*Required action*.
Your answer must contain each line of the data, copied exactly.

• • • • • • •

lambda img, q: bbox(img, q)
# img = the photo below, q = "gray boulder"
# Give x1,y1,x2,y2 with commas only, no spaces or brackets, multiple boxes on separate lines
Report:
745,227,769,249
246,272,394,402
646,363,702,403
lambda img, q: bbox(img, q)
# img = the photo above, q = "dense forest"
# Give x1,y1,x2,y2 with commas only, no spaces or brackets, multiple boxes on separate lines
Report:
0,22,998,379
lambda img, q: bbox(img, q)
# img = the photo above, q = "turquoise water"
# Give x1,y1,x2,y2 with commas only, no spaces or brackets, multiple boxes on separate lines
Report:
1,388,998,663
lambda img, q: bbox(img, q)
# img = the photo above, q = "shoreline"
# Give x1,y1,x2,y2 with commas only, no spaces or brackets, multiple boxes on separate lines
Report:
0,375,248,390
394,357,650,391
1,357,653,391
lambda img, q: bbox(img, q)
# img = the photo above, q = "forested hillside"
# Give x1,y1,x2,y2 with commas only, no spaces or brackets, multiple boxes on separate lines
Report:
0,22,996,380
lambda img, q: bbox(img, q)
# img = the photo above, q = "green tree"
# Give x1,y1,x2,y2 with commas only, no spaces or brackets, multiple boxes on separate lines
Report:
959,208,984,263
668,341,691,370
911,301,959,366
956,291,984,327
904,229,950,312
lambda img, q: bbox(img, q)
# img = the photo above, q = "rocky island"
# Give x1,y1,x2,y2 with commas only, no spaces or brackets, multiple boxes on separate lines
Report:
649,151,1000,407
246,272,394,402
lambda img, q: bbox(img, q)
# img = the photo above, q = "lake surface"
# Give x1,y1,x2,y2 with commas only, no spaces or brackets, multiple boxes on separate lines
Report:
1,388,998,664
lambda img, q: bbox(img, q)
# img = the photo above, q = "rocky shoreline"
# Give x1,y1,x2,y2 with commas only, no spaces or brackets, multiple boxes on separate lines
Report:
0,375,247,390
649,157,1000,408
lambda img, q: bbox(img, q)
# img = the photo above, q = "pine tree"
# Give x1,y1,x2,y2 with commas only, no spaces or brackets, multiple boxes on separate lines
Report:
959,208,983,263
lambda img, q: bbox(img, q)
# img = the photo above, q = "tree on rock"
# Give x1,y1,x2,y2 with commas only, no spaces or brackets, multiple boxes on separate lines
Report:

• • • • • • •

*Exercise response*.
lambda img, q: bbox(img, q)
# img = the photo below, q = "gray boulder"
# Give x1,y1,x2,y2 with commas only, no spaces or brackets, multiple boxes on separate lines
Report:
745,227,769,249
246,272,394,402
646,363,702,403
lambda img, q: bbox(img, q)
# img = the photo above, q = "dense forest"
# Give x1,y1,x2,y2 with commas only, no spaces or brackets, multiple boxes on separate lines
Report:
0,22,998,379
lambda img, q: bbox(img, q)
# img = the photo above, q = "turquoise water"
# Give x1,y1,x2,y2 with commas only, no spaces or brackets, multiple boxes on separate lines
Report:
1,388,998,663
lambda img, q: bbox(img, q)
# img = the photo above, q = "shoreline"
# Give x1,y1,x2,y2 with commas only, no spaces or brackets, multiple boxes on separate lines
Report:
0,375,248,390
394,357,650,391
1,357,653,391
lambda img, q: bbox(img, q)
# img = the photo above, q = "forested hillside"
# Give x1,y1,x2,y2 with commas only, no spaces or brackets, multiple boxes on separate lines
Report:
0,22,996,380
lambda img, q: bbox(img, q)
# img = the photo above, q = "green tree"
# Give x1,y1,x2,y2 with commas only, no spaces or brackets, multiple boxes on separate lines
Report:
959,208,984,263
668,341,691,370
911,301,959,366
956,291,984,327
904,229,950,312
lambda img, q: bbox(img, q)
# img = the photo above, q = "rocky island"
# Give x1,y1,x2,y2 with commas only, no spaces or brackets, multiple boxes on separate lines
Report:
649,151,1000,407
246,272,394,402
lambda img, q: bbox(img, q)
# img = the photo above, q = "lake surface"
# Give x1,y1,x2,y2 with commas only, no spaces or brackets, multiple boxes on separate lines
Report:
1,388,998,664
lambda img, q: bbox(img, q)
# img = the photo above, q = "rocky shoreline"
# Give x1,y1,x2,y2 with commas only, no spaces or brackets, multiple boxes on separate lines
Report:
0,375,247,390
649,157,1000,408
lambda img, q: bbox(img, q)
# img = the photo above, q = "pine tree"
# Give x1,y1,x2,y2 with commas only, no spaces or brackets, multiple boxes on separate lines
Report:
959,208,983,263
lambda img, q: bbox(img, q)
# img = the photo above, q = "tree on rock"
# Give x1,y1,x2,y2 with commas only, no spaces or brackets, multiple boxes on separate lines
Report:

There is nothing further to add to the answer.